=== Opdracht ===
Schrijft u alle onderstaande gegevens regel voor regel ongewijzigd over. Laat daarbij de afbeeldingen weg.
--- Uittreksels gegevens ---
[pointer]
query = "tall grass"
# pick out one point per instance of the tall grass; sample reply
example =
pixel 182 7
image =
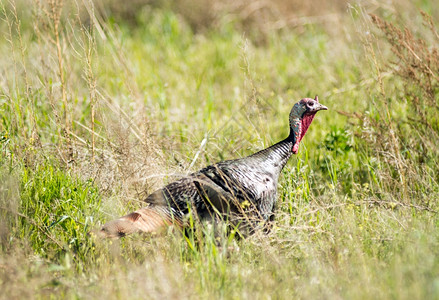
---
=== Resultaat ===
[pointer]
query = "tall grass"
# pick out one point per instance of the tall grass; sample reply
example =
pixel 182 7
image =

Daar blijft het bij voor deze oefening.